BEGIN Extracted data

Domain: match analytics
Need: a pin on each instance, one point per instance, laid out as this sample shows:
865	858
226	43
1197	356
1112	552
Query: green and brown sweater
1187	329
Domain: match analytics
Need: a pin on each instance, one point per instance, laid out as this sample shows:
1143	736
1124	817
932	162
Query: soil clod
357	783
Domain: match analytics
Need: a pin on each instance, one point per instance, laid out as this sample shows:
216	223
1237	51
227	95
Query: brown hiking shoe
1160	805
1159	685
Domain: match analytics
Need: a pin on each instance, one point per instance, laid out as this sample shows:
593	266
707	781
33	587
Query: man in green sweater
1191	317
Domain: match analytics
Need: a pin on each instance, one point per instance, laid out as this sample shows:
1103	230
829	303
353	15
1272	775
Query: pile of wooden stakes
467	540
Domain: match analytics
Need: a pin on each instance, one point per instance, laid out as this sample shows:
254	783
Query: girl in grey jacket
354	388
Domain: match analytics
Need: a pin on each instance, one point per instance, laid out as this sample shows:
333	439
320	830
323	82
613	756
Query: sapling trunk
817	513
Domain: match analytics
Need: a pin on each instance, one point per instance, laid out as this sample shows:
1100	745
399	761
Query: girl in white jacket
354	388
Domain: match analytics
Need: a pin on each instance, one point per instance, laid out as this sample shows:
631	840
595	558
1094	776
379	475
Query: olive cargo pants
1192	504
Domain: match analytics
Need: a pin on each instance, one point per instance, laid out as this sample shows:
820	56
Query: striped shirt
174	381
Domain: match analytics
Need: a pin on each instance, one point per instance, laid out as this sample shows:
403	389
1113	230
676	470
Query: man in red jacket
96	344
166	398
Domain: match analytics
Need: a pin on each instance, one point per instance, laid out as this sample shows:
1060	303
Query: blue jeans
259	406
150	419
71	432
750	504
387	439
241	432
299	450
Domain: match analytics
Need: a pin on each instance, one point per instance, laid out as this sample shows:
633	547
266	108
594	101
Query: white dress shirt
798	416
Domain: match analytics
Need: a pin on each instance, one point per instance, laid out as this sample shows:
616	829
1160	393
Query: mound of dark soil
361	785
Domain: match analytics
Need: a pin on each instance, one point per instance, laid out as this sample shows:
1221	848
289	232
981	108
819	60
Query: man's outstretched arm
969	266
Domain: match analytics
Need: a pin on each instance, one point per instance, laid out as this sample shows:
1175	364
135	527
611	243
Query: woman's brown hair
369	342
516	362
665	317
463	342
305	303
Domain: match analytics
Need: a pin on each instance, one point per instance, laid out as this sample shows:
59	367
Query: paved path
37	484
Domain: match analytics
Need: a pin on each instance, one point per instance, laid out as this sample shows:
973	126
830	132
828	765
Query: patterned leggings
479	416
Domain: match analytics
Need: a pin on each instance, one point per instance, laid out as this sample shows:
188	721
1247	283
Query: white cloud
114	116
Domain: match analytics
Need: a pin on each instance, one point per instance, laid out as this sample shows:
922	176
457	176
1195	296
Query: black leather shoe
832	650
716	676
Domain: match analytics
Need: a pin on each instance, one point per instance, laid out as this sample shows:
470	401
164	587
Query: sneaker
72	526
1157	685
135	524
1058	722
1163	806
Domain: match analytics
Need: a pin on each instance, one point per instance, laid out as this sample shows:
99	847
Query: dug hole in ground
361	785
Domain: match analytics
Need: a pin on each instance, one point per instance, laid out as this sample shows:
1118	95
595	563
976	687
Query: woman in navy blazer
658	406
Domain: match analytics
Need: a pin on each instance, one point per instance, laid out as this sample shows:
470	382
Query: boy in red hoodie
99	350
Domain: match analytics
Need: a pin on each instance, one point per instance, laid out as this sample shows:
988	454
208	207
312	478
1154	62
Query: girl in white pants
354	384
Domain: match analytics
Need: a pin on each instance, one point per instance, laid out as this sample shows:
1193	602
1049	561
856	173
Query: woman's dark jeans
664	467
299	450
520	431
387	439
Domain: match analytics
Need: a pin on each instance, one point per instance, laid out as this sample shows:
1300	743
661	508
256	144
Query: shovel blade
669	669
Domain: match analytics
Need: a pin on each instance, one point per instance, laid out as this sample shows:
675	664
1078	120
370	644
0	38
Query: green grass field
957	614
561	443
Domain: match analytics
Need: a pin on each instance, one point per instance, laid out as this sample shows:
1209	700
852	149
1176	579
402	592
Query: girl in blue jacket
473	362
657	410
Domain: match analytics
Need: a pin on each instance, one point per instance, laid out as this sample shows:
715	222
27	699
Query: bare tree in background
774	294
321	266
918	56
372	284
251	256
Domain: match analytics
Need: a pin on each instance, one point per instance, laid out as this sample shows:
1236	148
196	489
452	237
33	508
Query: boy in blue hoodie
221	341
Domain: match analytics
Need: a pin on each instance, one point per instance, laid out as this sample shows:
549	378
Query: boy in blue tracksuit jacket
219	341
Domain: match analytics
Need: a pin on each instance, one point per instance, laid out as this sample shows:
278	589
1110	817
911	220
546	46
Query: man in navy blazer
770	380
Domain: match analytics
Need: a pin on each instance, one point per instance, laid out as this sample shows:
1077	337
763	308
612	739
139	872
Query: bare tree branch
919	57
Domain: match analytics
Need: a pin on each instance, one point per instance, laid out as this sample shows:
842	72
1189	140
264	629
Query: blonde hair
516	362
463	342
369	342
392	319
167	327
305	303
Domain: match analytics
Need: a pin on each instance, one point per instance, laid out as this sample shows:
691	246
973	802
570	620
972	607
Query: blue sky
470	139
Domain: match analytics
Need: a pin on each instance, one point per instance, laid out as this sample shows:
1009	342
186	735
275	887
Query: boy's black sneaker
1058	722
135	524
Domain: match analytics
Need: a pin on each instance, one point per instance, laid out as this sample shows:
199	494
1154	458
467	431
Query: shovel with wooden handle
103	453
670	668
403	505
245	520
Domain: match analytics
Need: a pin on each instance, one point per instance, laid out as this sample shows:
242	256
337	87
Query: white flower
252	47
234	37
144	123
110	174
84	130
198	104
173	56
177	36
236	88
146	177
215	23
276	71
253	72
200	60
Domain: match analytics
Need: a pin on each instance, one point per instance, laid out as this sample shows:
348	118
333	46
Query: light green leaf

END Extracted data

__Assignment__: After the last line, print all the entries once again, unchanged.

__Answer box__:
Domain: match analytics
Need: a pin on each instance, one point per instance, laid out as this sample shows:
865	858
226	43
1197	356
1112	552
Query: green and brown sweater
1187	329
Domain: match analytics
Need: a pin on each instance, one point per instance, laid out as this sample shows:
1143	736
1124	817
932	162
Query: soil clod
357	783
Domain: match analytics
Need: a pin on each instance, one point per instance, laid out as this sample shows:
216	223
1237	51
227	95
Query: brown hiking shoe
1160	805
1159	685
Domain: match analytics
Need: a pin on each instance, one point per instance, laid out as this sample shows:
593	266
707	781
33	587
Query: man in green sweater
1191	317
Domain: match analytics
Need: a pin on each instance, one point per instance, laid out as this sample shows:
1103	230
829	303
353	15
1272	775
Query: pile of wooden stakes
467	540
Domain: match analytics
Need: a pin on each instance, one point per instance, laid out as this sample shows:
254	783
Query: girl in grey jacket
354	388
Domain: match analytics
Need: a pin on each instance, one point per instance, laid out as this sample shows:
333	439
320	830
323	82
613	756
Query: sapling trunk
817	513
Domain: match analytics
Need: a pin on each instance, one point per instance, laid out as this sample shows:
1100	745
399	761
Query: girl in white jacket
354	388
Domain: match analytics
Need: a pin on each instance, one point per instance, laid out as this sample shows:
631	840
595	558
1094	776
379	475
Query: olive cargo pants
1192	504
Domain: match analytics
Need: a pin on each instance, one point per instance, laid out as this sample shows:
820	56
Query: striped shirt
174	381
Domain: match analytics
Need: a pin on each instance, one point per instance, laid out as this sample shows:
403	389
1113	230
676	470
Query: man in red jacket
96	344
166	398
Domain: match analytics
Need: a pin on each instance, one point per instance, laid out as this sample shows:
1060	303
Query: blue jeans
259	406
150	419
71	432
750	504
387	439
241	432
299	450
Domain: match analytics
Need: a pin on each instance, one point per instance, laid out as this sample shows:
633	547
266	108
594	101
Query: white dress shirt
798	416
Domain: match analytics
Need: a pin on each instance, one point per instance, laid out as this sample shows:
616	829
1160	393
Query: mound of dark soil
361	785
Domain: match analytics
Need: a pin on each instance, one point per instance, laid out as this sample shows:
1221	848
289	232
981	108
819	60
Query: man's outstretched arm
969	266
Domain: match analytics
Need: a pin on each instance, one point per instance, laid out as this sample shows:
1175	364
135	527
611	243
Query: woman's brown hair
369	342
516	362
665	317
463	342
305	303
Domain: match analytics
Need: a pin on each instance, one point per instance, laid out as this sample shows:
59	367
Query: paved path
37	484
Domain: match analytics
Need: a pin on each instance, one point per instance, laid out as this sample shows:
973	126
830	132
828	765
Query: patterned leggings
479	416
Domain: match analytics
Need: a pin on each instance, one point per instance, laid out as this sample shows:
188	721
1247	283
Query: white cloud
114	116
Domain: match analytics
Need: a pin on each instance, one point per instance, laid out as this sample shows:
922	176
457	176
1195	296
Query: black leather shoe
832	650
716	676
Domain: match analytics
Need: a pin on each instance, one point per instance, laid out as this sample shows:
470	401
164	587
Query: sneaker
72	526
1157	685
135	524
1058	722
1163	806
Domain: match analytics
Need: a pin on each instance, one point per instance, laid out as this sample shows:
99	847
Query: dug hole in ground
361	785
Domain: match analytics
Need: a pin on each instance, one point per instance, laid out as this sample shows:
1118	95
595	563
976	687
Query: woman in navy blazer
658	406
Domain: match analytics
Need: a pin on each instance, one point per instance, laid out as this sample shows:
470	382
Query: boy in red hoodie
99	350
Domain: match analytics
Need: a pin on each instance, one point per instance, laid out as this sample shows:
988	454
208	207
312	478
1154	62
Query: girl in white pants
354	384
Domain: match analytics
Need: a pin on each instance, one point per instance, laid out as this sample shows:
1193	602
1049	561
856	173
Query: woman's dark jeans
664	467
299	450
520	431
387	439
Domain: match analytics
Need: a pin on each instance, one point per instance, laid out as this sample shows:
1300	743
661	508
256	144
Query: shovel blade
669	669
Domain: match analytics
Need: a pin on each instance, one point per instance, laid out as this sample shows:
675	664
1078	120
370	644
0	38
Query: green grass field
957	614
561	443
Domain: match analytics
Need: a pin on each instance, one point per instance, laid out as this sample shows:
1209	700
852	149
1176	579
402	592
Query: girl in blue jacket
473	362
657	410
Domain: match analytics
Need: a pin on each instance, one point per instance, laid out as this sample shows:
715	222
27	699
Query: bare tree in background
774	294
321	266
918	56
372	284
251	256
Domain: match analytics
Need: a pin on each instance, one point per instance, laid out as this sample shows:
1236	148
196	489
452	237
33	508
Query: boy in blue hoodie
221	341
Domain: match analytics
Need: a pin on each instance, one point per instance, laid out as this sample shows:
549	378
Query: boy in blue tracksuit jacket
219	341
Domain: match analytics
Need: a pin on each instance, one point per instance, laid out as this sample shows:
278	589
1110	817
911	220
546	46
Query: man in navy blazer
770	380
Domain: match analytics
Need: a pin on each instance, one point per instance, laid out as this sample shows:
1077	337
763	308
612	739
139	872
Query: bare tree branch
919	57
Domain: match analytics
Need: a pin on each instance, one point per instance, laid out as this sample shows:
842	72
1189	140
264	629
Query: blonde hair
516	362
463	342
369	342
392	319
167	327
305	303
Domain: match analytics
Need: a pin on each instance, one point per instance, laid out as this sample shows:
691	246
973	802
570	620
972	607
Query: blue sky
470	139
Domain: match analytics
Need: a pin on each instance, one point per instance, laid out as this sample shows:
1009	342
186	735
275	887
Query: boy's black sneaker
1058	722
135	524
Domain: match analytics
Need: a pin on each instance, one point per instance, laid out as this sample shows:
199	494
1154	458
467	431
Query: shovel with wooden handle
103	453
670	668
403	505
245	520
Domain: match analytics
Need: a pin on each instance, one point per instance, laid out as this sample shows:
242	256
337	87
Query: white flower
252	47
234	37
144	123
110	174
84	130
198	104
173	56
177	36
236	88
146	177
215	23
276	71
253	72
200	60
Domain: match analytics
Need: a pin on each instance, one point per instance, laid out as this sample shows:
348	118
333	46
Query: light green leaf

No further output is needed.